FROM WHITE LIGHT/WHITE HEAT: THE VELVET UNDERGROUND DAY BY DAY

Late December 1965, Café Bizarre, New York

It’s unclear exactly when Andy Warhol sees The Velvet Underground at the Café Bizarre. But as Lou Reed later tells John Wilcock, author of The Autobiography & Sex Life Of Andy Warhol, it’s probably during the band’s last few days at the club. Despite claims elsewhere to the contrary, it’s almost certainly not on the very night they get fired: as contrary an outfit as the Velvets are, they would surely want Warhol to see and hear as much of them as possible, and not risk being kicked out after one song.

    What is known for sure is that Warhol’s manager, Paul Morrissey, has been looking for a band to work with for some time as part of the Factory’s general expansion into multimedia activities. “The most unusual idea I had in order to make money with Andy’s name was to have him present a rock’n’roll group, something he was extremely reluctant to do,” Morrissey explains in the documentary Factory Days: Paul Morrissey Remembers The Sixties. “The opportunities for getting money from experimental movies were obviously nonexistent. And therefore the possibilities in 1965, in the era of The Beatles just coming to America, The Rolling Stones, and everybody supposedly making a lot of money, seemed like a very good idea.”

    More specifically, Morrissey is keen to find a group to play at a Queens club to be named in Warhol’s honor and launched by theater producer Michael Myerberg. “Myerberg asked for a meeting with Andy,” Morrissey later recalls. “He said, ‘I’m opening the largest discotheque in the US in an old airplane hangar in Queens and I want to bring you out to Queens. I’ll give you $500 a week and you can come every night. You can bring Edie or whatever girl you want, and I’ll pay you a salary.’ Andy sat there, and of course as usual never opened his mouth. “I said, ‘Well, that’s pretty silly. Why would Andy go to Queens to see a discotheque? If he wants to do that, he’s got one right here a few doors away on 47th Street. It’d be different if he was presenting a rock’n’roll group that was appearing there. Then he would have a logic to go there. His name would promote your club, and your club would promote this rock’n’roll group, which we would manage.’ He said, ‘Yes, it’s a great idea. Why don’t you do that? It’s a couple of months off, but that sounds like a good deal.’

    “I thought of the idea of finding a rock group that Andy could appear to manage, or present, let’s say. He never managed; he presented. Basically, movies that I made, or things that I thought of, he presented. He was incapable of coming up with sensible ideas of what to do, and he very seldom made the effort. The few times that he did, I would listen, give them some consideration, but I’d never take anything too seriously. But I made an effort to try to humor him.

    “I thought I could manage a rock’n’roll group,” Morrissey continues. “I didn’t even mention it to anybody. There was no interest of anyone in the Factory in going to hear rock’n’roll groups. Andy seldom went to rock’n’roll groups unless there was a photo opportunity there.” It should nonetheless be added that, unlikely many culturally respected figures of his age (late-thirties), Warhol does actually like rock’n’roll. He plays hits such as Dickie Lee’s ‘I Saw Linda Yesterday’ and ‘Sally Go Round The Roses’ by The Jaynetts over and over again in his workspace, and uses music by The Kinks and Martha & The Vandellas in his 1965 film Vinyl.

________________

#### TO DO:
a – Which musical acts does the final paragraph of the Velvet Underground excerpt name as the ones Warhol plays in his workspace or uses in his film Vinyl?
b – Could you pick up the Velvet Underground excerpt after its final sentence and write the next paragraph?

#### Region labeling records:
________________

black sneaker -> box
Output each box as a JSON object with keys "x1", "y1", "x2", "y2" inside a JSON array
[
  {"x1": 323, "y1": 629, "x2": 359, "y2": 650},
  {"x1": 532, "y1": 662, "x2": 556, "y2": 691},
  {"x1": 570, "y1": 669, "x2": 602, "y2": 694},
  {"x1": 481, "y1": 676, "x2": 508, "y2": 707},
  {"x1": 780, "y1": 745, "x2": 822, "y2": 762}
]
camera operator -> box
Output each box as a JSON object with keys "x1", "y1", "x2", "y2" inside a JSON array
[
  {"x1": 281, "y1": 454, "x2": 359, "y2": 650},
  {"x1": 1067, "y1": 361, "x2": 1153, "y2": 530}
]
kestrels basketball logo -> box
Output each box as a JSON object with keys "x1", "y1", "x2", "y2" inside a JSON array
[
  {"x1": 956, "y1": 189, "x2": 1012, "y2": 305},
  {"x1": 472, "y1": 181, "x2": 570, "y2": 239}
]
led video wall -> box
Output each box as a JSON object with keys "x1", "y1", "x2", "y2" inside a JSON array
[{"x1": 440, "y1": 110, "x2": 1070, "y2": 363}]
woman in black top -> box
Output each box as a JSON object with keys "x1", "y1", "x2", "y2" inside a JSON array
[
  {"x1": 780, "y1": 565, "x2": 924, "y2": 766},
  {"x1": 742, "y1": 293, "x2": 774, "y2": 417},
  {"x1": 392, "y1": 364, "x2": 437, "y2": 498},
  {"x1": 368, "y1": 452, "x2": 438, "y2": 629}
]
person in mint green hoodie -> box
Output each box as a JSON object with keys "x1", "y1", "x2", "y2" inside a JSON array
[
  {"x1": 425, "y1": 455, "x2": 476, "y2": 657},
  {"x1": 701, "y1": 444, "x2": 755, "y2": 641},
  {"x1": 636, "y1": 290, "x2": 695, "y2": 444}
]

________________

#### WRITTEN ANSWERS:
a – Dickie Lee, The Jaynetts, The Kinks, Martha & The Vandellas

b –
    “When I left the meeting,” Morrissey continues, “I said, ‘Andy, this could be a very good opportunity to make money if we find some new group and present it there. We already have a big job for them and any group that opens the club will get great coverage. Then we’ll get them a record contract, and we can make some actual money.’ ‘What do you mean, manage a group? What does that mean?’

    “[Andy was] against the idea from the word go. But if I said to do something, I said it very politely, and he had realized already by then that whatever I suggested wasn’t terrible, and he went along with these things. But he really hated doing it. He said, ‘Will we have to give them money?’ And I said, ‘We probably will, we’ll have to support them until the job comes along.’ He said, ‘I don’t want to be responsible, I don’t want to give them any money. Where would you get a group?’ I said, ‘I don’t know. Maybe I’ll find one.’ Andy didn’t have any large income then.”

    It’s Barbara Rubin who sets off the chain of events that bring the Velvets to the attention of Warhol and Morrissey by asking Gerard Malanga to take some pictures of the group at the Café Bizarre. “Gerard didn’t know how to use a light meter,” Morrissey recalls. “I was doing all the lighting for all the movies, and I had made my own movies; I was a photographer and a cameraman. He said, ‘Can you come and read the light meter so I can take pictures of this group?’
 
    “Normally I would never go to hear a rock’n’roll group, except that it was a very short time, a week or two, after the Michael Myerberg meeting. Therefore I went and told Gerard what to do. I liked them enormously, because the drummer was totally androgynous, and because John Cale had an electric viola and wore a huge necklace of fake jewelry around his turtleneck with his Richard III haircut. They had a different look and sound. They weren’t jumping up and down or humping their guitars. They stood still. And I thought that the music was very good, distinctive, different. And they were using the word ‘underground’ in their name, which seemed an obvious connection.

    “I went up to them and said, ‘I manage Andy Warhol, I’m looking for a rock’n’roll group that we could present at a big nightclub that’s gonna open in Queens. Do you have a manager?’ They said no. [I said,] ‘I’ll bring Andy tomorrow; you can meet him and decide.’ So I brought Andy reluctantly… he sat there. Then he said, ‘What are we going to do with them?’ He had no urge or interest in getting involved in any musical group. I said, ‘Look, don’t worry about it. I’ll manage it, I’ll figure it out.’ And proceeded from there. They were a calculated business
attempt on my part to be a financially lucrative enterprise.”

    Also in the audience with Warhol that night are Edie Sedgwick, Barbara Rubin, and Malanga, who is impressed enough to dance erotically to the music. (He will later reenact a variation on the same dance as part of the group’s performances with the Exploding Plastic Inevitable.) Another key figure present is John Wilcock, who co-founded the Village Voice in the mid 50s and has since turned to even more alternative journalism. He will soon write some of the very first published accounts of The Velvet Underground’s live show and will go on to co-found Interview magazine with Warhol in the late 60s. “We sat in the front row, a few feet from their horrendous noise, like a hurricane to my ears,” Wilcock later recalls. “I became fascinated when they left the stage and the sound was still playing. I was unfamiliar with the concept of ‘feedback.’ Lou chided me, saying that all I did all night was sit and read a newspaper.”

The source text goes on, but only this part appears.